##### RAW DATA #####

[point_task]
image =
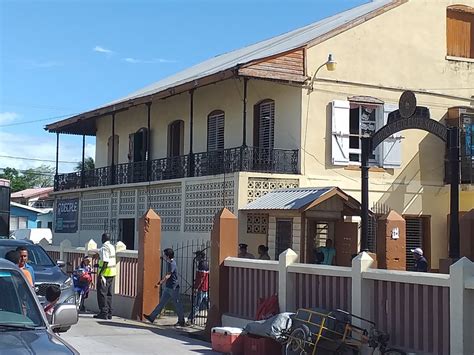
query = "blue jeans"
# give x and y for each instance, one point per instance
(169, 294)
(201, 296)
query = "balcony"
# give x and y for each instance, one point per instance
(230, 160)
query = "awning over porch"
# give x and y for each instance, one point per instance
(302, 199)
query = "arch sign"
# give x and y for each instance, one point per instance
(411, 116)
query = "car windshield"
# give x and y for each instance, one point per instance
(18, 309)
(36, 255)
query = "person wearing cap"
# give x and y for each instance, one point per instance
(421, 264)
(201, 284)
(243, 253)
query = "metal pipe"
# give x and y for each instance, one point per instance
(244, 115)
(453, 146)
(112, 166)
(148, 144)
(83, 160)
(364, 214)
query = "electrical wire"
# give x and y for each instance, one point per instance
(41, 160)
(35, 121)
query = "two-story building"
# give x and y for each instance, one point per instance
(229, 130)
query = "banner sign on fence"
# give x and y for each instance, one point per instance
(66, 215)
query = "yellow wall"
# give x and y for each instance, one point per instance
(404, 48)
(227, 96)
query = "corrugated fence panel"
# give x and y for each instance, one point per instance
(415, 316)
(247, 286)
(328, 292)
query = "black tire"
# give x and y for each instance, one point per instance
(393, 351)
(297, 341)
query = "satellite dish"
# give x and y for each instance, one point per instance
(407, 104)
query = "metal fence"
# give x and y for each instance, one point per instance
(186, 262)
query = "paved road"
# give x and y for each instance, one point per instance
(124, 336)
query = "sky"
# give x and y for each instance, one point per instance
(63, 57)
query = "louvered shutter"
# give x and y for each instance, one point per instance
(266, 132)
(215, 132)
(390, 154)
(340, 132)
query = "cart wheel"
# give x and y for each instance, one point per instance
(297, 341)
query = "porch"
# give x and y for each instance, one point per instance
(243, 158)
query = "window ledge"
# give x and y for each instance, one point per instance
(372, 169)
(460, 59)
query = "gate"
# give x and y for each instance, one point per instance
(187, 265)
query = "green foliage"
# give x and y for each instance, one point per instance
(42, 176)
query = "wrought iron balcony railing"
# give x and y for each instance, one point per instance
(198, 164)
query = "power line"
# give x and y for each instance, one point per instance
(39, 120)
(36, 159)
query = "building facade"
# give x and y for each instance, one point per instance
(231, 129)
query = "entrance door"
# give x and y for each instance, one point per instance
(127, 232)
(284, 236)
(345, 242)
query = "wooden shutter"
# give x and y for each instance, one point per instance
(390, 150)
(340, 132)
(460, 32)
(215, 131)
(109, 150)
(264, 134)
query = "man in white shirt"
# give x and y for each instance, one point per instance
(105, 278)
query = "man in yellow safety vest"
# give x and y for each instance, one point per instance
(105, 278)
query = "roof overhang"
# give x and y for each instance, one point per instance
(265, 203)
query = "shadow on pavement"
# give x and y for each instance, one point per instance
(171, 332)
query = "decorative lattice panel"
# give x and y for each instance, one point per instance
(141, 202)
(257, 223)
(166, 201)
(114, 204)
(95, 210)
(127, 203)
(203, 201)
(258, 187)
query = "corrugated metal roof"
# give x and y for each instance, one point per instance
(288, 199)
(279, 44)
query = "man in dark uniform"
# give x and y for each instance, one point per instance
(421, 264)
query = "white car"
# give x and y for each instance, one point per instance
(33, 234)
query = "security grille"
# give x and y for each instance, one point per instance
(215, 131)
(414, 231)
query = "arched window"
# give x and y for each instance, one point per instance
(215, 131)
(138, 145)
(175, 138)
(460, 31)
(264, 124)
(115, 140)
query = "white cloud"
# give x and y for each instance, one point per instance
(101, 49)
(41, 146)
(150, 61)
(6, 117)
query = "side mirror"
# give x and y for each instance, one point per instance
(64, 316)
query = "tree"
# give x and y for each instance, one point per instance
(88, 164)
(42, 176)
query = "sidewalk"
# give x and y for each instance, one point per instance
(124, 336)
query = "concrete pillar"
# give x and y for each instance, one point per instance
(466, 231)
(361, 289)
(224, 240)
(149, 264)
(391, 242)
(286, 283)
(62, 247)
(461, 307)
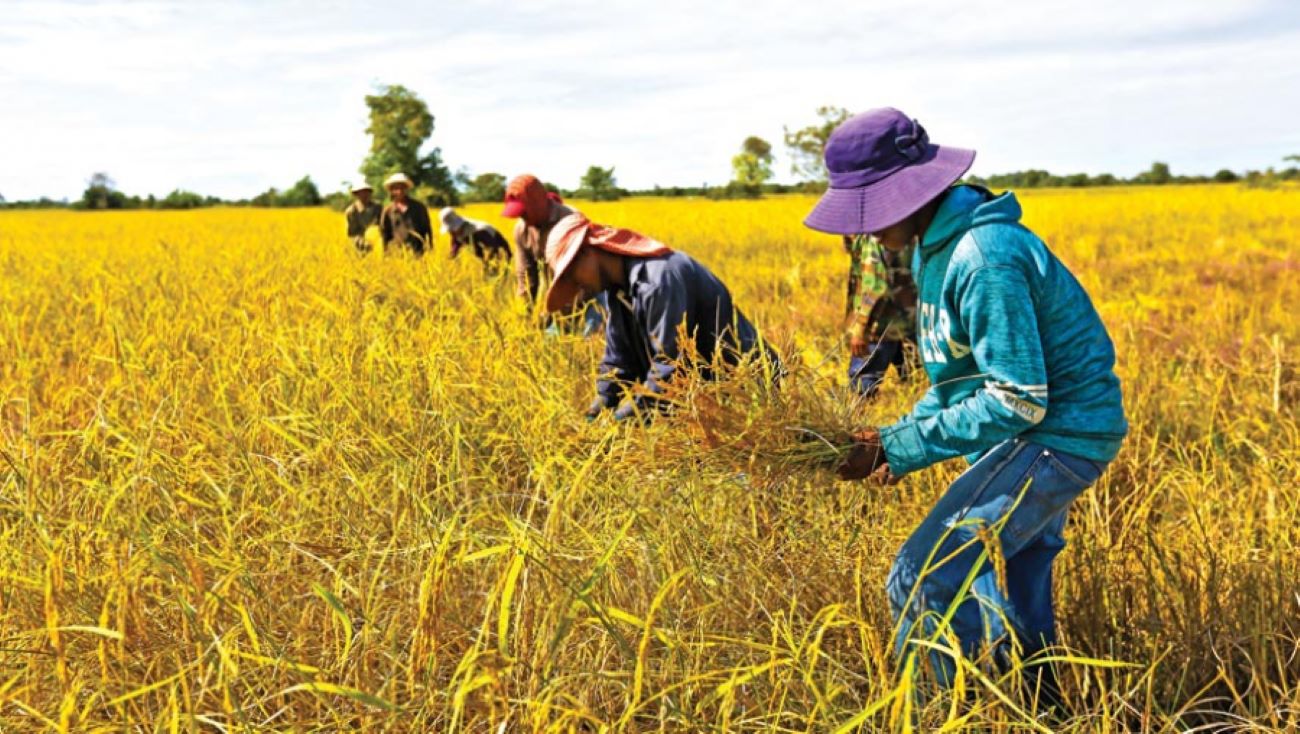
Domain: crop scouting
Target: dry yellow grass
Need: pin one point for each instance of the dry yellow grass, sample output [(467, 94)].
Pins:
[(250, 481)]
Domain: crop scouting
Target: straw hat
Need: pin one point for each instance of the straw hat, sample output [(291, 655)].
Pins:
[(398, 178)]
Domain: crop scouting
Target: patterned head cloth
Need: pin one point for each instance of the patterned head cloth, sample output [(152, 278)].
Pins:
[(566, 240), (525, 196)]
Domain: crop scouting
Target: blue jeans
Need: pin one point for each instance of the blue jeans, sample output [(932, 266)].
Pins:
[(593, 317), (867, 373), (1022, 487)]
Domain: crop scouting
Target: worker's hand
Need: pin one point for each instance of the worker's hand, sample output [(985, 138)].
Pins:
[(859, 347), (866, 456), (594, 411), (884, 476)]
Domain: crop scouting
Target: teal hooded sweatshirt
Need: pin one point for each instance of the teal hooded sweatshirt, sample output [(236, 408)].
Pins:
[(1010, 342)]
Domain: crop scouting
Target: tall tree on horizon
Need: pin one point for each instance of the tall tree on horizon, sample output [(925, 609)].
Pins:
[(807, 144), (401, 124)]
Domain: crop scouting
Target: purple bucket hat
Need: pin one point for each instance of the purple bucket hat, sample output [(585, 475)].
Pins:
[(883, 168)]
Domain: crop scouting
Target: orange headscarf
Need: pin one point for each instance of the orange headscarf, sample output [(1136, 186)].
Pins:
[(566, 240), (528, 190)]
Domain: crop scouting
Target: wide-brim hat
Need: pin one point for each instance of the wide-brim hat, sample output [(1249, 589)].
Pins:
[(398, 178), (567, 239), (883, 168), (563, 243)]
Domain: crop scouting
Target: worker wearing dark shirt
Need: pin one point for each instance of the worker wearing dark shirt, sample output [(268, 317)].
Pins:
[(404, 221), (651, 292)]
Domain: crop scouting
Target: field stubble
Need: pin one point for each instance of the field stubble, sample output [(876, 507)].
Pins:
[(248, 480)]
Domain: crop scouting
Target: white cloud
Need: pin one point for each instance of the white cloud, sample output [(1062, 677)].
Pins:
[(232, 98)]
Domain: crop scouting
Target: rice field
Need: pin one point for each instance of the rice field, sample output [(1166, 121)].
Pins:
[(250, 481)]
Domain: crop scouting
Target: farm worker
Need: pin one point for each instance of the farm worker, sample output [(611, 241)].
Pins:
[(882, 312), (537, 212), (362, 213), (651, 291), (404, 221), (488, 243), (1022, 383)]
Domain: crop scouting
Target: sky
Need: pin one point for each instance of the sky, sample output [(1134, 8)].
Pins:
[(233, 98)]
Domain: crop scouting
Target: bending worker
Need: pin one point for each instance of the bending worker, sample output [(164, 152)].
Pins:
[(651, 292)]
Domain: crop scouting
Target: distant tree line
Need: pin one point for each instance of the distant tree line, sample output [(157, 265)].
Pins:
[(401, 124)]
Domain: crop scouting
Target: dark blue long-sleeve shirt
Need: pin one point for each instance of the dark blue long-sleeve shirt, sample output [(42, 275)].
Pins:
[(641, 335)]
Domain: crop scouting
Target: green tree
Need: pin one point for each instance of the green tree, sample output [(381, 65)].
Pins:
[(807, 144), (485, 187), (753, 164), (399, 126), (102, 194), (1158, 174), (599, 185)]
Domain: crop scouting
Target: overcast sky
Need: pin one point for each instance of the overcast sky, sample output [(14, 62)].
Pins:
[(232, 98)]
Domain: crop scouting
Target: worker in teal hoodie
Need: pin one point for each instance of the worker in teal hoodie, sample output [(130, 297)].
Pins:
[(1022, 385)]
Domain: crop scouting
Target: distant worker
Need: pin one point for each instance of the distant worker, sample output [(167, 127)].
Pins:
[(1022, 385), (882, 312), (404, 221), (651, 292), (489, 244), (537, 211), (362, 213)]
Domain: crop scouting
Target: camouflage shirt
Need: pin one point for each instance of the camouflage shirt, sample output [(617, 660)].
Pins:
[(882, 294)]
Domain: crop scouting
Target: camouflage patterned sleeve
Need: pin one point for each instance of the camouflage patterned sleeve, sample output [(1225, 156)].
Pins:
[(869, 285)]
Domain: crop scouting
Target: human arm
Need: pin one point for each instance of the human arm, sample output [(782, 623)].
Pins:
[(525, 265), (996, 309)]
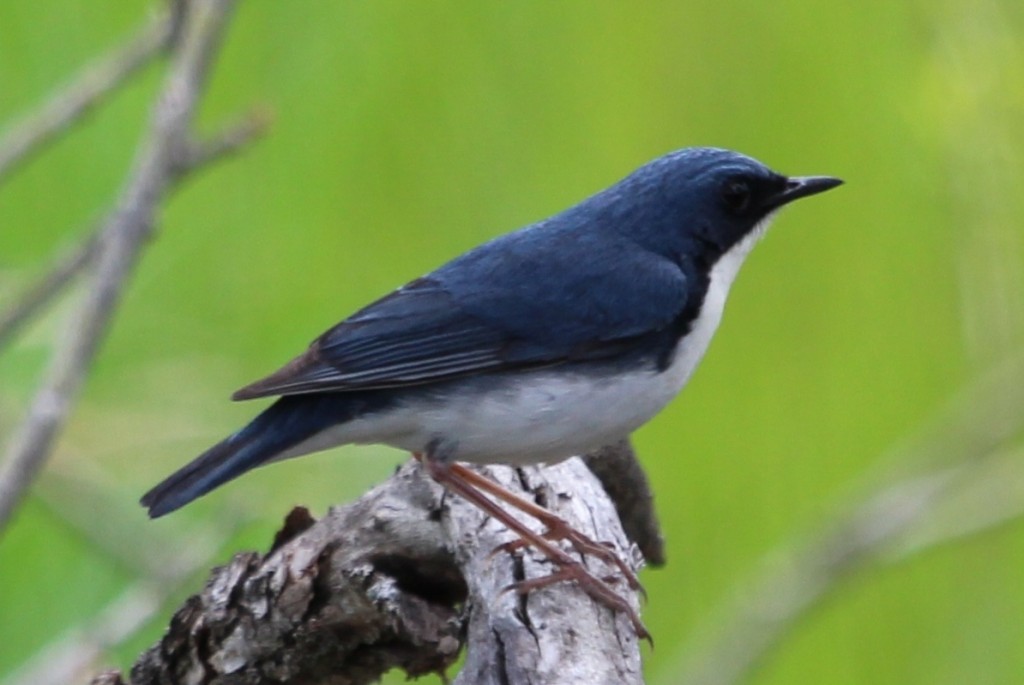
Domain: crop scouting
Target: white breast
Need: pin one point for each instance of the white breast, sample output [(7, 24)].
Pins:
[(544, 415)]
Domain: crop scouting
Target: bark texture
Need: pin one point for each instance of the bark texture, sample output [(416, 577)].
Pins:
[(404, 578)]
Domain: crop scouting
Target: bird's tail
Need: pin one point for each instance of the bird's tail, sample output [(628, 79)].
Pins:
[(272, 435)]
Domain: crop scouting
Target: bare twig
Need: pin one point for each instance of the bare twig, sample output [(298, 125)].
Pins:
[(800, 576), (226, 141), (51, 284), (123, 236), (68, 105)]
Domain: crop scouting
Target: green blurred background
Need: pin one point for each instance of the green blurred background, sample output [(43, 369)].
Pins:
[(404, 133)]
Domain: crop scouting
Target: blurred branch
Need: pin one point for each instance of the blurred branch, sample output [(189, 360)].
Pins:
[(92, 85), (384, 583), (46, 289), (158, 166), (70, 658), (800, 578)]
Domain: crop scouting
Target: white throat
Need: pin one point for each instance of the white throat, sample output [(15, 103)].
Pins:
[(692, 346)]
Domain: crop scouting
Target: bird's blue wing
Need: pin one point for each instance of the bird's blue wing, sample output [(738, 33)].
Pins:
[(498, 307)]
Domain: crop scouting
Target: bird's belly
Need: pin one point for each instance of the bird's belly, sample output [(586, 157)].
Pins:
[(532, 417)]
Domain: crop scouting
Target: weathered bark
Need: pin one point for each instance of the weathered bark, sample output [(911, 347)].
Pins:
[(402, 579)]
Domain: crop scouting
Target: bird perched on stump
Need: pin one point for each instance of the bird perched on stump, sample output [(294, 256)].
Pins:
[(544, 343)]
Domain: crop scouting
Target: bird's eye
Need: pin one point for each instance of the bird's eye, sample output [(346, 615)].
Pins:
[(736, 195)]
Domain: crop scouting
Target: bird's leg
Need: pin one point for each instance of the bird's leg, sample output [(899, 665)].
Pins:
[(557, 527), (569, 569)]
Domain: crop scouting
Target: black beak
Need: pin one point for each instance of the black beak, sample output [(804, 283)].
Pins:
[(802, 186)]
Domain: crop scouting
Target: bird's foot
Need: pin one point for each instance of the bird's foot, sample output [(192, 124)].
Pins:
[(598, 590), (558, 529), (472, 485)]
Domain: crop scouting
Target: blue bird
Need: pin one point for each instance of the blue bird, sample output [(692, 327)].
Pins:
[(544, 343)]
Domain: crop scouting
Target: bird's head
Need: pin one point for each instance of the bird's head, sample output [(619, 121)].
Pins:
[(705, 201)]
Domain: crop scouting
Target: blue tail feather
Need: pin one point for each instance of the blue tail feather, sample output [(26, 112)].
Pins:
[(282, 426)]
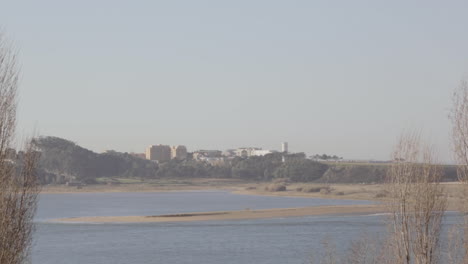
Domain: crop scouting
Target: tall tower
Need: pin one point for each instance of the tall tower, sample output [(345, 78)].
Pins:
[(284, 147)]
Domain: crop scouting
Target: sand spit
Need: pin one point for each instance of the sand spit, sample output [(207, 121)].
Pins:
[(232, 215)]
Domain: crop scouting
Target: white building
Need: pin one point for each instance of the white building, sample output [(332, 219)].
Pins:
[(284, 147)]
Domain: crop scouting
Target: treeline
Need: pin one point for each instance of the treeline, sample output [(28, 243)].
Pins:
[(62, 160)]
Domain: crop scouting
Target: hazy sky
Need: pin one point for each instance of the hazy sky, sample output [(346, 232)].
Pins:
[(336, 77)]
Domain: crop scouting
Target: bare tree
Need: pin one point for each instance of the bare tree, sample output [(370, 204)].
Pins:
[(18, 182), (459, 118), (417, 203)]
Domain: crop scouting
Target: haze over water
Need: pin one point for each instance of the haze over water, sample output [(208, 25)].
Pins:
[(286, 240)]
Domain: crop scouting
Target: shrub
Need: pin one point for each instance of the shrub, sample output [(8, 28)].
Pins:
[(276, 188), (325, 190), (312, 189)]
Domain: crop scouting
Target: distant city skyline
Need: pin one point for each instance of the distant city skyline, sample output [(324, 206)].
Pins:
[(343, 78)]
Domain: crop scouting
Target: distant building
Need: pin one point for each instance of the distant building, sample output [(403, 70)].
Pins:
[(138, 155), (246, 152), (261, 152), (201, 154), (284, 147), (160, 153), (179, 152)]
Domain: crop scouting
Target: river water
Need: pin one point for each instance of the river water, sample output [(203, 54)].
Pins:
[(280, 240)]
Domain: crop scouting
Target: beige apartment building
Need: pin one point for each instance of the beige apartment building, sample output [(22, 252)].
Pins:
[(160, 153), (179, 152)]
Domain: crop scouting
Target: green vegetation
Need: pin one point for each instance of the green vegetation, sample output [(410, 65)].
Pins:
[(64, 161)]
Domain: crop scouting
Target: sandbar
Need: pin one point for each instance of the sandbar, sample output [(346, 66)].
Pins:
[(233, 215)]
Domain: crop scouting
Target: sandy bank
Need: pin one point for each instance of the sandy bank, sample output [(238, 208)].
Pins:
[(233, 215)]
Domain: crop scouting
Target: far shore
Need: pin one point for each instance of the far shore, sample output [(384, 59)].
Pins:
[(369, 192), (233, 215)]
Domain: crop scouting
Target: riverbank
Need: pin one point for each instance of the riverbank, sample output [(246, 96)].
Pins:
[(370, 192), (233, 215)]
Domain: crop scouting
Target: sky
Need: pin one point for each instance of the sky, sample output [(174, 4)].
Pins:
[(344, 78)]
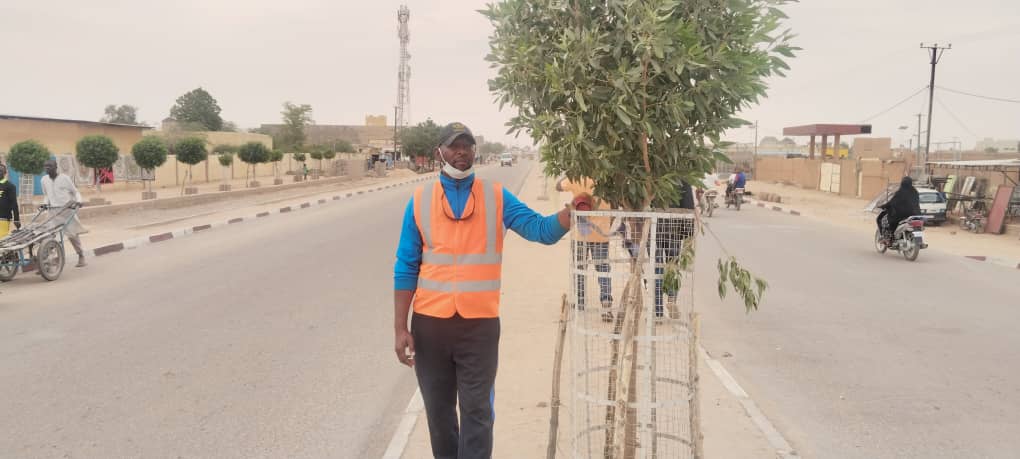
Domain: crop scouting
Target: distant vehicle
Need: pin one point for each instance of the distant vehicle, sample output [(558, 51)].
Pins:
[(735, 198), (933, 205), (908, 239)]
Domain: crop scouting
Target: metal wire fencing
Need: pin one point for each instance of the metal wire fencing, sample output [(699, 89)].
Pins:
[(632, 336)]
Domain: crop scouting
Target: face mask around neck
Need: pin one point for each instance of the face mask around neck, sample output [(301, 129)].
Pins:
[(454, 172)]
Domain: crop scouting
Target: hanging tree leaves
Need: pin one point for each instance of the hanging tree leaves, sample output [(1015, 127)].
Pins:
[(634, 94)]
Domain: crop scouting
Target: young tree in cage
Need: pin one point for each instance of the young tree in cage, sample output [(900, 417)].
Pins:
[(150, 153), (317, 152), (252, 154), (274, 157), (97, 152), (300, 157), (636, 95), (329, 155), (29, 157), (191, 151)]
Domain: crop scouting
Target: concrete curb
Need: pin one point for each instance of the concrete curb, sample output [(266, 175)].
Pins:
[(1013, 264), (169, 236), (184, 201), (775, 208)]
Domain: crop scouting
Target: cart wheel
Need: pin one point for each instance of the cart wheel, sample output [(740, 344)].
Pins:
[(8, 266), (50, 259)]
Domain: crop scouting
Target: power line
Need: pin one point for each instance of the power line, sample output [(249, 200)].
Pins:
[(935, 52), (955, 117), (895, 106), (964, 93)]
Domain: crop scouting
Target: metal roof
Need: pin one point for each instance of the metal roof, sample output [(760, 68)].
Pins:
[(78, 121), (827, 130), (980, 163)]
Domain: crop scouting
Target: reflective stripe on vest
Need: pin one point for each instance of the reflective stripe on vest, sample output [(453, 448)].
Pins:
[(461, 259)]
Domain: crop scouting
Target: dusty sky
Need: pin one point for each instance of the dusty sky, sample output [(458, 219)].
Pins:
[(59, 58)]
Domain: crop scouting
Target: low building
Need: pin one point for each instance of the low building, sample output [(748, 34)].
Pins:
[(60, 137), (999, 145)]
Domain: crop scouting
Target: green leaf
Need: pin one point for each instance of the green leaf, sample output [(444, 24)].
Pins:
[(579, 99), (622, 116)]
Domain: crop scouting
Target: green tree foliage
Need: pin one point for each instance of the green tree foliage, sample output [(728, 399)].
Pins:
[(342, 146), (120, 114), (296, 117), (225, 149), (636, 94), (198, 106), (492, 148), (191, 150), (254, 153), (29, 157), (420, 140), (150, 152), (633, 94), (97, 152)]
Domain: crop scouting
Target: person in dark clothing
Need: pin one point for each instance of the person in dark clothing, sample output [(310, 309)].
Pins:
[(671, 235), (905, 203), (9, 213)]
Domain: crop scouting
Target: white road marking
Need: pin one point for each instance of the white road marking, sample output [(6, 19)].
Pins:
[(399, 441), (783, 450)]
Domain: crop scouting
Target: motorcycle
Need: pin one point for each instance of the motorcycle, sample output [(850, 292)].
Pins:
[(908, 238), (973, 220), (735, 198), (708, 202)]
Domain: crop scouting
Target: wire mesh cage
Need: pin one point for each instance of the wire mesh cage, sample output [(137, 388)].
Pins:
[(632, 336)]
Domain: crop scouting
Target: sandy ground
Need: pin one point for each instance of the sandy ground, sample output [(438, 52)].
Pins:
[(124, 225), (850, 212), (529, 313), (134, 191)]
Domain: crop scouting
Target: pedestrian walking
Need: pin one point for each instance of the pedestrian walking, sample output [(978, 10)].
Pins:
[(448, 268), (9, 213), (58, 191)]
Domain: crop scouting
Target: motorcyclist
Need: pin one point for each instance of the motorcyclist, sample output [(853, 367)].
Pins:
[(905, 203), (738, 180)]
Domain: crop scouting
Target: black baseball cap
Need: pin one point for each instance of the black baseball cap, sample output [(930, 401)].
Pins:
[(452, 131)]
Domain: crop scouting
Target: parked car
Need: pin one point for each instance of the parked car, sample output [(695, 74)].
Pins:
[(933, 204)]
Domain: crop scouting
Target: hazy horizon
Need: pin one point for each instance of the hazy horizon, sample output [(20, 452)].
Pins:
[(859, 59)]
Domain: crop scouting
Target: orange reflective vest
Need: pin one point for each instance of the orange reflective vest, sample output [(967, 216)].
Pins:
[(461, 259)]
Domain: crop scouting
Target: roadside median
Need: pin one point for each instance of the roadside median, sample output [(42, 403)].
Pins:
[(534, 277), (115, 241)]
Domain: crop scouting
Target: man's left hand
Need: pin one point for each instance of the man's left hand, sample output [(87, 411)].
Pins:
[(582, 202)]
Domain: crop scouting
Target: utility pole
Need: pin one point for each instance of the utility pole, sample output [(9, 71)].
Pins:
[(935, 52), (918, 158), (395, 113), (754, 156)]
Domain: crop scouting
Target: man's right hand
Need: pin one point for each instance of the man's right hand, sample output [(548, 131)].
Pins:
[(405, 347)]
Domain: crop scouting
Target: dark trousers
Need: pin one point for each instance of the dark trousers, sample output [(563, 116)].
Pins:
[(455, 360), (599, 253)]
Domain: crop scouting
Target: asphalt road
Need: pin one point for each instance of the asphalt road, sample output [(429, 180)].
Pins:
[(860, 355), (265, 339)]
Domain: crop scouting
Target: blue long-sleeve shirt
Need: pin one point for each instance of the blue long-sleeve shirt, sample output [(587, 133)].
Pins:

#####

* [AIM]: Pull out every line of the entries that contains the word "patterned".

* [FULL RESPONSE]:
Target: patterned head cloth
Need: pin one point for each instance of the patterned head cloth, sample output [(152, 278)].
Target: camouflage patterned sleeve
Need: pin one point for each instance of the camouflage patterned sleeve, sample output [(1225, 156)].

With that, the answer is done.